▸ Work instructions: Copy out exactly the lines from the one with "Would you kindly indicate the plant" through the last line of the listing below, both included, but none of the pictures.

▸ Records for this exercise:

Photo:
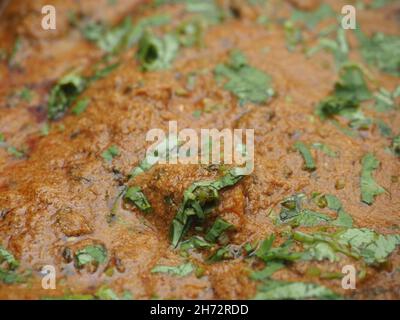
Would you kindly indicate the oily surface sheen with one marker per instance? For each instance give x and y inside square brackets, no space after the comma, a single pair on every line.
[61,193]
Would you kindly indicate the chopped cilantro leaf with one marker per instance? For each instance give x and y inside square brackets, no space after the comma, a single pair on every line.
[157,53]
[136,195]
[268,271]
[351,84]
[247,83]
[180,271]
[396,146]
[64,94]
[278,290]
[343,219]
[198,200]
[369,188]
[93,254]
[312,18]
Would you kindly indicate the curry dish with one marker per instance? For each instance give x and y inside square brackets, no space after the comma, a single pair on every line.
[78,194]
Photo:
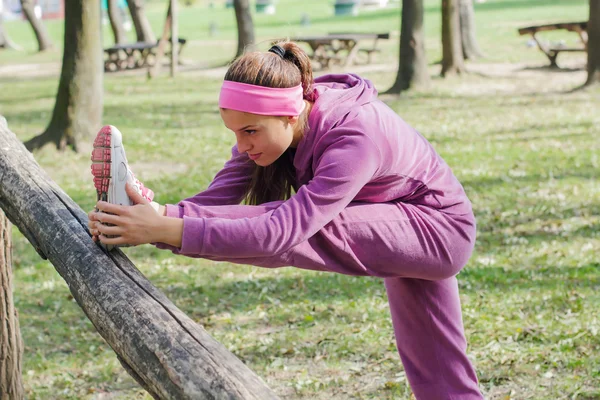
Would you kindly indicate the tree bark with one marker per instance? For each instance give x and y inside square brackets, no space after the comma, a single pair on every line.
[170,355]
[245,25]
[412,67]
[41,34]
[453,61]
[593,29]
[116,22]
[142,26]
[5,42]
[78,108]
[471,49]
[11,343]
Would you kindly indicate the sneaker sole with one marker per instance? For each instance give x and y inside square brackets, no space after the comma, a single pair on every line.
[101,162]
[101,168]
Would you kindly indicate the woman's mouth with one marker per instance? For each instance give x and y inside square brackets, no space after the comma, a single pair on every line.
[254,157]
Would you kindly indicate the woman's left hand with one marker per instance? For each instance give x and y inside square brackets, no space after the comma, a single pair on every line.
[133,225]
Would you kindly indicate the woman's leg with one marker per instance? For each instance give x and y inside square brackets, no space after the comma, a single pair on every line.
[419,251]
[430,338]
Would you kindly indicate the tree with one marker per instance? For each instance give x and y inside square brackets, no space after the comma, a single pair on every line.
[470,46]
[115,21]
[11,344]
[168,354]
[78,108]
[412,69]
[5,42]
[594,43]
[44,42]
[245,25]
[453,61]
[143,29]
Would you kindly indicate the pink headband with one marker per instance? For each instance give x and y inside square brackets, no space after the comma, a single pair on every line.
[281,102]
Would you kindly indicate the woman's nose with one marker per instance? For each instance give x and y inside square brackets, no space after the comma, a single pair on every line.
[243,145]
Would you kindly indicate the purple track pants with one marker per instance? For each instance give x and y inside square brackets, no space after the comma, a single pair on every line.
[418,251]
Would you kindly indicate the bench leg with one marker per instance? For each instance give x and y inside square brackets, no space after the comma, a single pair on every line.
[552,57]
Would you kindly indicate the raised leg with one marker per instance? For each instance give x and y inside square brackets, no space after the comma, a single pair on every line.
[430,338]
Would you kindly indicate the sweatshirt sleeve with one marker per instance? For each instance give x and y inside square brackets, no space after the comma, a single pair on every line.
[345,160]
[227,188]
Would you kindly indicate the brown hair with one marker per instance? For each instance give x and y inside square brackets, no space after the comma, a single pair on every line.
[275,181]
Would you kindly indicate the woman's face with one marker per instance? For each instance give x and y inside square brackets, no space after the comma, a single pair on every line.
[264,138]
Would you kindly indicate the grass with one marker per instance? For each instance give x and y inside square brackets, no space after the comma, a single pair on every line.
[525,148]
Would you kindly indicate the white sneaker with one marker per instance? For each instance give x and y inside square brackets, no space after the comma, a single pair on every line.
[111,171]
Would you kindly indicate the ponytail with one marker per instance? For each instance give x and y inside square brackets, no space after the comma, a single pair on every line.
[275,181]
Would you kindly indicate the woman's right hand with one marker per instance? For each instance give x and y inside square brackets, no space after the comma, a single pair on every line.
[92,221]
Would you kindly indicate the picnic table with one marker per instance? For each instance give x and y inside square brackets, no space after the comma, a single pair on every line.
[550,51]
[342,47]
[133,55]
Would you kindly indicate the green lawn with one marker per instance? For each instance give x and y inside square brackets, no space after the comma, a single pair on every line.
[525,148]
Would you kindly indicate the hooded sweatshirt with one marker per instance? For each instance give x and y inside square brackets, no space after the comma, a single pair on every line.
[356,149]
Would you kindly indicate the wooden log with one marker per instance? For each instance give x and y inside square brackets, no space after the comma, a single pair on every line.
[170,355]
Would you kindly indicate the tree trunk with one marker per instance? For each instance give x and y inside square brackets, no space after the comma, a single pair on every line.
[78,108]
[453,61]
[38,26]
[143,29]
[594,43]
[116,22]
[170,355]
[5,42]
[470,46]
[245,25]
[11,344]
[412,69]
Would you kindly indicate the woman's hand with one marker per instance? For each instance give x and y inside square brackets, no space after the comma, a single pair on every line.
[133,225]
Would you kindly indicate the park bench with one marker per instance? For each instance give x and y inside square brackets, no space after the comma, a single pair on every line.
[551,51]
[340,48]
[133,55]
[372,48]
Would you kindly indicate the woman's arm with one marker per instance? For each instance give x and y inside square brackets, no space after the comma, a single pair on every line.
[347,159]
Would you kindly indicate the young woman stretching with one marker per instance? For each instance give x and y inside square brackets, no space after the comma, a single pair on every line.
[334,180]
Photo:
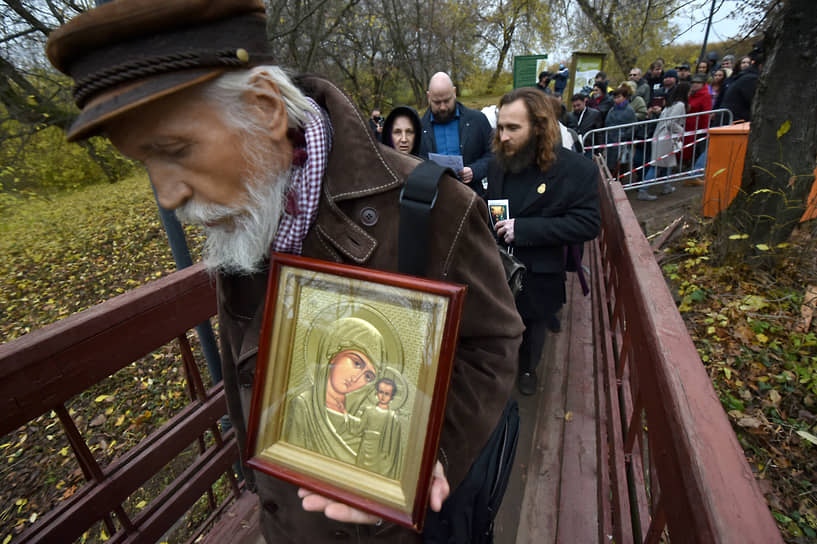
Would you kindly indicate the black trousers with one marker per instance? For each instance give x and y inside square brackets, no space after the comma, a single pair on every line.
[533,343]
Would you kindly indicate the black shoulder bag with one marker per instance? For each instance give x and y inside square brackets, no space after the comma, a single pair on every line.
[467,516]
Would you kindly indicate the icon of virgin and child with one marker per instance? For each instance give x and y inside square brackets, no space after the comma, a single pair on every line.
[348,411]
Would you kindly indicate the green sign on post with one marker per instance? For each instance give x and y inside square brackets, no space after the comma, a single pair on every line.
[526,69]
[583,71]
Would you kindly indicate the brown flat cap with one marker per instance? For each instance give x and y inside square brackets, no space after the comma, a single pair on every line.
[126,53]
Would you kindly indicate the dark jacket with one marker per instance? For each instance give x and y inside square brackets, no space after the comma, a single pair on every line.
[475,142]
[561,206]
[412,114]
[739,94]
[357,223]
[591,120]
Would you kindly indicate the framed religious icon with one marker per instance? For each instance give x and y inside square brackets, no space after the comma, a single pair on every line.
[499,209]
[351,381]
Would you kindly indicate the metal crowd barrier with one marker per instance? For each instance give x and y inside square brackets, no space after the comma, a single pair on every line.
[628,149]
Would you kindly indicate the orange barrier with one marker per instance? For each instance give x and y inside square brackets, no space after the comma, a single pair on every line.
[724,170]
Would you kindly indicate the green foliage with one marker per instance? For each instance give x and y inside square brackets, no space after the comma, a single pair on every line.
[762,359]
[44,163]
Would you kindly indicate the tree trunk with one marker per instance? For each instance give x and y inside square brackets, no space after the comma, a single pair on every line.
[782,147]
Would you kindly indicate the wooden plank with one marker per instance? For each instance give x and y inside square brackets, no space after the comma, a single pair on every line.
[538,518]
[97,499]
[47,367]
[708,490]
[616,510]
[578,509]
[239,525]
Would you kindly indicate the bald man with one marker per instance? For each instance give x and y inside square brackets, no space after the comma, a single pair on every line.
[449,128]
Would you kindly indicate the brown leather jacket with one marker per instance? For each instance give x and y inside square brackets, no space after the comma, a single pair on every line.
[357,223]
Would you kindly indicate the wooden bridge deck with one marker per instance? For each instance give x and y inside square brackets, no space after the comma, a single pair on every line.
[625,441]
[557,444]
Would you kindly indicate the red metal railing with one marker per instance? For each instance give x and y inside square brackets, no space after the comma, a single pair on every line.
[43,370]
[675,465]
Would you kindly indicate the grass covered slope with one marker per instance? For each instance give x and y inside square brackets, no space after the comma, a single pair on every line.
[62,254]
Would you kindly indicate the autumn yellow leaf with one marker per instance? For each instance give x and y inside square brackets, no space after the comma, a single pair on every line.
[784,128]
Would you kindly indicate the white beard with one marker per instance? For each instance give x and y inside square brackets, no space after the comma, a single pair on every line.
[242,245]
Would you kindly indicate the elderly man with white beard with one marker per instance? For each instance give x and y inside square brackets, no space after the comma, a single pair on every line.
[272,162]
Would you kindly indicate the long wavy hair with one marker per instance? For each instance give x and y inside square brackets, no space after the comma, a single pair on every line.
[544,124]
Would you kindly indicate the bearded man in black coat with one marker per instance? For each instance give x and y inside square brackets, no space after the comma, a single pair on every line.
[553,202]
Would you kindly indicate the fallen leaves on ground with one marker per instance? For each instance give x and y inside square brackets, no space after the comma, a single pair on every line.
[58,256]
[762,358]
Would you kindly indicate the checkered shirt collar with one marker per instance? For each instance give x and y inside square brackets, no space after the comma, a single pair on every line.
[305,184]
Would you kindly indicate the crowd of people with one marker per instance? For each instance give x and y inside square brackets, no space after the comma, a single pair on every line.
[663,93]
[270,162]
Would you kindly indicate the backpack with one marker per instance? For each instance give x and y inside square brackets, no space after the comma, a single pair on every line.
[468,514]
[573,263]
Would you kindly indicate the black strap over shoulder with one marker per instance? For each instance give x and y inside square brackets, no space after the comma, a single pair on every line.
[417,198]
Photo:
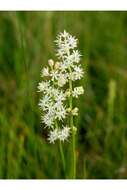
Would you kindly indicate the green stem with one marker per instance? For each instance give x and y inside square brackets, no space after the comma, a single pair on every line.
[62,157]
[61,152]
[73,166]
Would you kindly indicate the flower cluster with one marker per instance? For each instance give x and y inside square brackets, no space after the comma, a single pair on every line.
[55,87]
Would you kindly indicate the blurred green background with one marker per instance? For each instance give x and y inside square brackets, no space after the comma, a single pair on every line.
[26,43]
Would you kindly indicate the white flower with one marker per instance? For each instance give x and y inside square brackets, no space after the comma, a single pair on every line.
[55,96]
[45,102]
[51,63]
[54,74]
[60,112]
[78,73]
[62,80]
[45,72]
[64,133]
[48,120]
[43,86]
[72,42]
[75,111]
[77,91]
[53,136]
[76,56]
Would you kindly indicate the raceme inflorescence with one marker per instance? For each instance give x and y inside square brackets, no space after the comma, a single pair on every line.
[58,90]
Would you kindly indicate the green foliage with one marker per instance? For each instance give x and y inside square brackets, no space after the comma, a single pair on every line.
[26,43]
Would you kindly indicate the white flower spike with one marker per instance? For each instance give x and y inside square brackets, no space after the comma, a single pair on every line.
[55,88]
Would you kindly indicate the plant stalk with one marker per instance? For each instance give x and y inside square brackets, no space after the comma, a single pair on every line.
[73,165]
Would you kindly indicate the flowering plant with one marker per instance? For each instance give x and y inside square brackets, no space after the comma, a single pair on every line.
[58,91]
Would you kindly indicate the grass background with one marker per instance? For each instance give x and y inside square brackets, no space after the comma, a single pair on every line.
[26,43]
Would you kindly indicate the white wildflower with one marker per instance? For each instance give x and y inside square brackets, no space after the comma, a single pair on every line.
[75,111]
[53,136]
[51,63]
[45,72]
[43,86]
[56,88]
[62,79]
[76,56]
[54,74]
[77,91]
[64,133]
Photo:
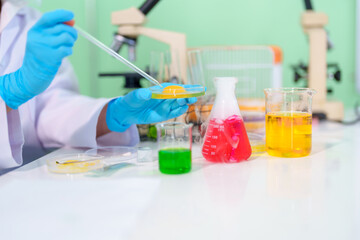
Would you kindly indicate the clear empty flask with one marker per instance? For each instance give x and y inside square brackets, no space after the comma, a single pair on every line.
[226,139]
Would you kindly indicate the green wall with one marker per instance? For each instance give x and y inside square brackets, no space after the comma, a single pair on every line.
[205,22]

▸ Answer for this exercise:
Would you kindly indicate the plant stalk with one marker per instance? For each instance give x and y inside square brackets, no space after the comma, a single pair on every line.
[73,165]
Would you kindly indicate the flowering plant with one marker per instance? For each instance give x and y inside square brackets, no space after the comma, a single pair on every line.
[58,91]
Would you kindly indicate the grass background with one marker per instance? For each instance give x and y inside square brackets, no space after the comma, a single pair on every line.
[26,43]
Would you kindly indicate the white wildflower with one marker per instance? For each instance give x and y inside square brackets, no space after the comma, a single pair on every line.
[75,111]
[53,136]
[51,63]
[45,72]
[43,86]
[56,88]
[62,79]
[76,56]
[54,74]
[77,91]
[64,133]
Photo:
Would you kindly indicate the clear empty flask with one marker per instance? For each instance give x and y inside square brackets, no space after the comma, a single pair on every line.
[226,139]
Would you kindly indicate the green wall with one marker per instance? For each instance give x and y inside square brackets, no space after the comma, a single pair on every line.
[205,22]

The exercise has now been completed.